## Problem requirements
Count the lines in the records below that contain the string "green", with case treated as significant. Report only the number.

[Point-based annotation data]
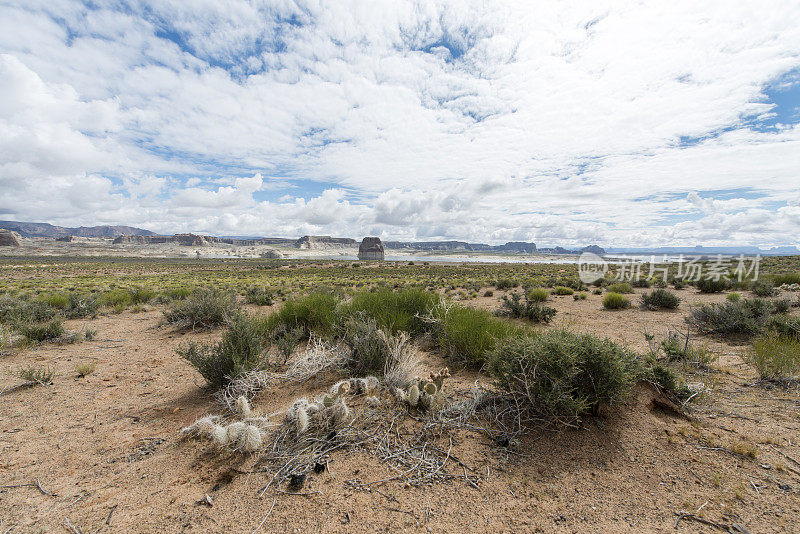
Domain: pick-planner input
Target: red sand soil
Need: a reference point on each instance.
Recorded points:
(107, 450)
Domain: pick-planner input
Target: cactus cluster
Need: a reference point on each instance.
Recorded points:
(423, 393)
(246, 435)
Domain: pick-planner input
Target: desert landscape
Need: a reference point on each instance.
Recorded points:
(399, 266)
(102, 439)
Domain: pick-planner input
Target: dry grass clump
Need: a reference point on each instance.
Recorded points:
(204, 308)
(33, 375)
(775, 356)
(83, 369)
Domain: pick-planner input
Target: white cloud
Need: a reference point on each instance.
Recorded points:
(554, 122)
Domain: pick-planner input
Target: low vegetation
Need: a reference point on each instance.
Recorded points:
(561, 376)
(616, 301)
(204, 308)
(745, 317)
(775, 356)
(660, 299)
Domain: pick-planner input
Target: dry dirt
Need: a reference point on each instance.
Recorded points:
(107, 451)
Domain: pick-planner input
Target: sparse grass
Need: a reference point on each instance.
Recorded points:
(616, 301)
(242, 349)
(775, 356)
(537, 294)
(533, 311)
(466, 334)
(259, 295)
(620, 288)
(204, 308)
(83, 369)
(709, 285)
(746, 317)
(39, 332)
(763, 288)
(561, 376)
(660, 299)
(36, 375)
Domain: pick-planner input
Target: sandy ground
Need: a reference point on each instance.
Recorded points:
(106, 450)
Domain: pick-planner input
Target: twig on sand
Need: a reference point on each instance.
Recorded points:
(34, 484)
(108, 519)
(73, 528)
(734, 528)
(274, 502)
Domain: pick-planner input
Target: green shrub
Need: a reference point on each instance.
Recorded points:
(533, 311)
(141, 295)
(466, 334)
(537, 294)
(790, 278)
(660, 299)
(204, 308)
(55, 300)
(36, 375)
(775, 356)
(781, 306)
(242, 349)
(116, 298)
(314, 313)
(561, 376)
(762, 288)
(785, 325)
(620, 288)
(747, 316)
(505, 283)
(709, 285)
(394, 311)
(47, 331)
(258, 295)
(615, 301)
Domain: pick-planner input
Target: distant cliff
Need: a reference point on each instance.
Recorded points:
(28, 229)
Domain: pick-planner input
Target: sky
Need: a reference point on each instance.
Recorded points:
(563, 123)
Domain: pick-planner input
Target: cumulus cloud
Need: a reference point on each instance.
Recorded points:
(619, 123)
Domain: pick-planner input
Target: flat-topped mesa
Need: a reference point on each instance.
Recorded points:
(371, 249)
(9, 238)
(323, 242)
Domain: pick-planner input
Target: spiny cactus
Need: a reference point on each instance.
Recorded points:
(243, 407)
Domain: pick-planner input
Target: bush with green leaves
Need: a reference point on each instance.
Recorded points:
(775, 356)
(46, 331)
(204, 308)
(561, 376)
(505, 283)
(620, 288)
(394, 311)
(466, 334)
(711, 285)
(660, 299)
(745, 317)
(537, 294)
(316, 313)
(259, 295)
(243, 348)
(616, 301)
(513, 306)
(763, 288)
(785, 325)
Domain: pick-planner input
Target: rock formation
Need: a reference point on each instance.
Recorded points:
(371, 249)
(9, 238)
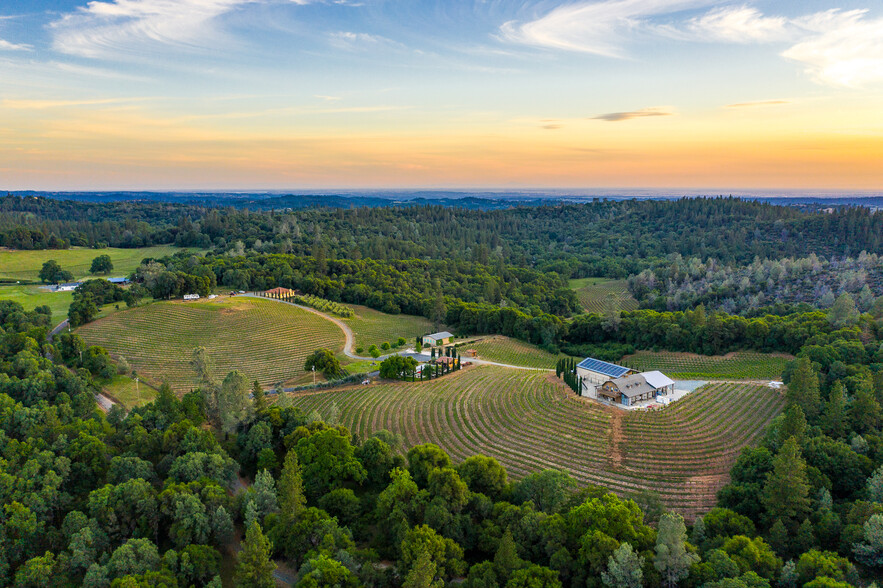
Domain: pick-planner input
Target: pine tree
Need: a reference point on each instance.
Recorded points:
(506, 559)
(844, 312)
(291, 488)
(255, 568)
(803, 389)
(779, 539)
(624, 568)
(834, 420)
(793, 423)
(865, 410)
(422, 573)
(786, 492)
(672, 558)
(806, 538)
(260, 400)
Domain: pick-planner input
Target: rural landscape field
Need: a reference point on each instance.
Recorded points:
(441, 294)
(529, 421)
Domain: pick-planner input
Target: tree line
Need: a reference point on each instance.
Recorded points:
(603, 238)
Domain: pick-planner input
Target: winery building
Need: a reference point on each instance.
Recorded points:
(620, 385)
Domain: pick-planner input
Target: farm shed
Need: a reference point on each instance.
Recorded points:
(437, 339)
(279, 293)
(635, 388)
(68, 287)
(594, 372)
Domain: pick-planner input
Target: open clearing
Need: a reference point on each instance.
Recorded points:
(30, 297)
(530, 421)
(265, 340)
(502, 349)
(124, 390)
(739, 365)
(592, 293)
(372, 327)
(25, 265)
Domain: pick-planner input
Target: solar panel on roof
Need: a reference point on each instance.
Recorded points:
(602, 367)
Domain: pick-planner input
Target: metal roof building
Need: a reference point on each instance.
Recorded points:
(602, 367)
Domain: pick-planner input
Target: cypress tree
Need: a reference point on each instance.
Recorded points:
(786, 492)
(255, 568)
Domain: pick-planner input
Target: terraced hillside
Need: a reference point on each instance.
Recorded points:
(530, 421)
(265, 340)
(511, 351)
(592, 293)
(739, 365)
(372, 327)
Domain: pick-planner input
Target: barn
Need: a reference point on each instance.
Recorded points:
(437, 339)
(594, 372)
(619, 384)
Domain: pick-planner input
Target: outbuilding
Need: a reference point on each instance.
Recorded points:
(437, 339)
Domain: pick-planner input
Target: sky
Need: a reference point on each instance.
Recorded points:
(497, 94)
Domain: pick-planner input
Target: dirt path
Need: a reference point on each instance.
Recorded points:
(104, 402)
(350, 339)
(616, 438)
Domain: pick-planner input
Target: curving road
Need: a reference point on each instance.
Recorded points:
(350, 341)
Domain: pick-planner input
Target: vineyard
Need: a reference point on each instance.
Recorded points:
(372, 327)
(740, 365)
(510, 351)
(530, 421)
(265, 340)
(323, 305)
(592, 293)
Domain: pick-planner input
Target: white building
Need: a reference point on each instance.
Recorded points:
(592, 373)
(68, 287)
(621, 385)
(437, 339)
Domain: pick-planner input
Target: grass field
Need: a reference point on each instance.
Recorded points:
(530, 421)
(510, 351)
(30, 297)
(124, 390)
(265, 340)
(740, 365)
(25, 265)
(592, 293)
(372, 327)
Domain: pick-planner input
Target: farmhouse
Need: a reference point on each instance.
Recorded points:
(279, 293)
(635, 388)
(68, 287)
(594, 372)
(621, 385)
(437, 339)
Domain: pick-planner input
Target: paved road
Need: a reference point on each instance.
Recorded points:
(103, 401)
(350, 341)
(61, 326)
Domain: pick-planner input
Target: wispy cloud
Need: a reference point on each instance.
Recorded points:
(644, 112)
(758, 103)
(7, 46)
(841, 49)
(357, 41)
(119, 28)
(601, 28)
(45, 104)
(741, 24)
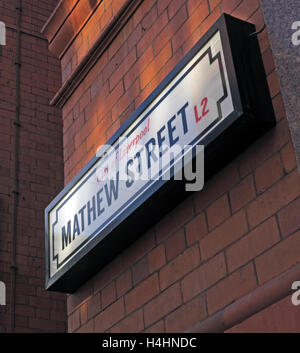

## Written reply
2